### ISTRUZIONE
Riscrivi il materiale qui sotto sostituendo "woven storage basket" con "wicker storage basket" e lasciando invariato tutto il resto. Non includere le immagini nella risposta.

### DATI FORNITI
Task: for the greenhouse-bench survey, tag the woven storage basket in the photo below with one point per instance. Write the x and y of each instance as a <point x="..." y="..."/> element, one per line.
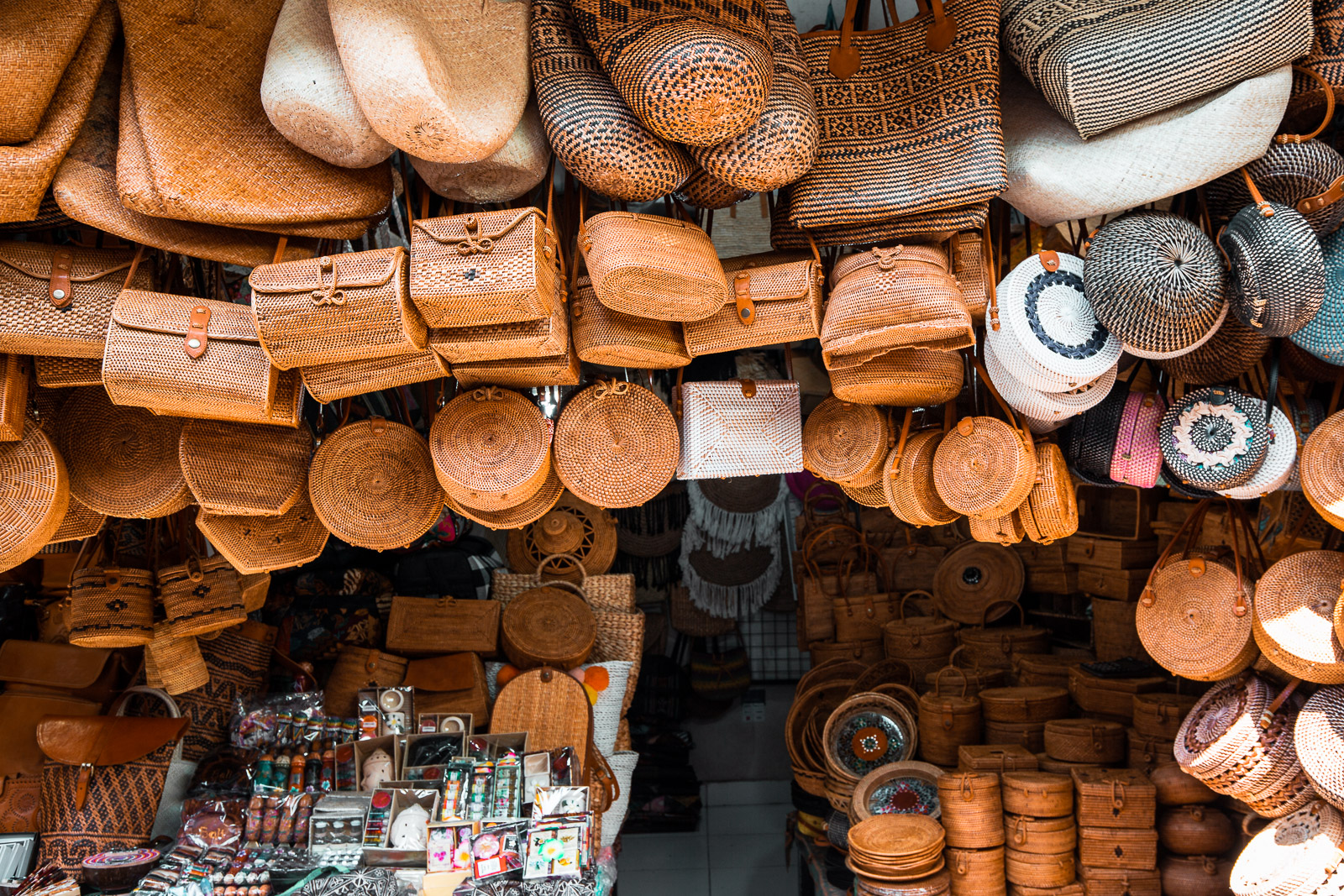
<point x="34" y="495"/>
<point x="346" y="379"/>
<point x="262" y="543"/>
<point x="652" y="266"/>
<point x="902" y="378"/>
<point x="244" y="469"/>
<point x="491" y="449"/>
<point x="889" y="298"/>
<point x="1158" y="282"/>
<point x="373" y="484"/>
<point x="201" y="595"/>
<point x="67" y="372"/>
<point x="1025" y="705"/>
<point x="777" y="298"/>
<point x="602" y="336"/>
<point x="972" y="809"/>
<point x="123" y="461"/>
<point x="1115" y="799"/>
<point x="1038" y="794"/>
<point x="616" y="445"/>
<point x="846" y="443"/>
<point x="549" y="626"/>
<point x="1090" y="741"/>
<point x="1041" y="836"/>
<point x="1030" y="869"/>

### SOLUZIONE SCRITTA
Task: for the greenhouse-bench survey, tag the wicker storage basket in the photo below with one point per instance. Write the x and y of each instance as a <point x="..." y="..."/> element, one per line.
<point x="34" y="495"/>
<point x="346" y="379"/>
<point x="262" y="543"/>
<point x="652" y="266"/>
<point x="902" y="378"/>
<point x="244" y="469"/>
<point x="491" y="449"/>
<point x="889" y="298"/>
<point x="1158" y="282"/>
<point x="373" y="484"/>
<point x="201" y="595"/>
<point x="67" y="372"/>
<point x="1025" y="705"/>
<point x="777" y="298"/>
<point x="602" y="336"/>
<point x="972" y="809"/>
<point x="123" y="461"/>
<point x="1115" y="799"/>
<point x="1038" y="794"/>
<point x="616" y="445"/>
<point x="846" y="443"/>
<point x="549" y="626"/>
<point x="1090" y="741"/>
<point x="1041" y="836"/>
<point x="1030" y="869"/>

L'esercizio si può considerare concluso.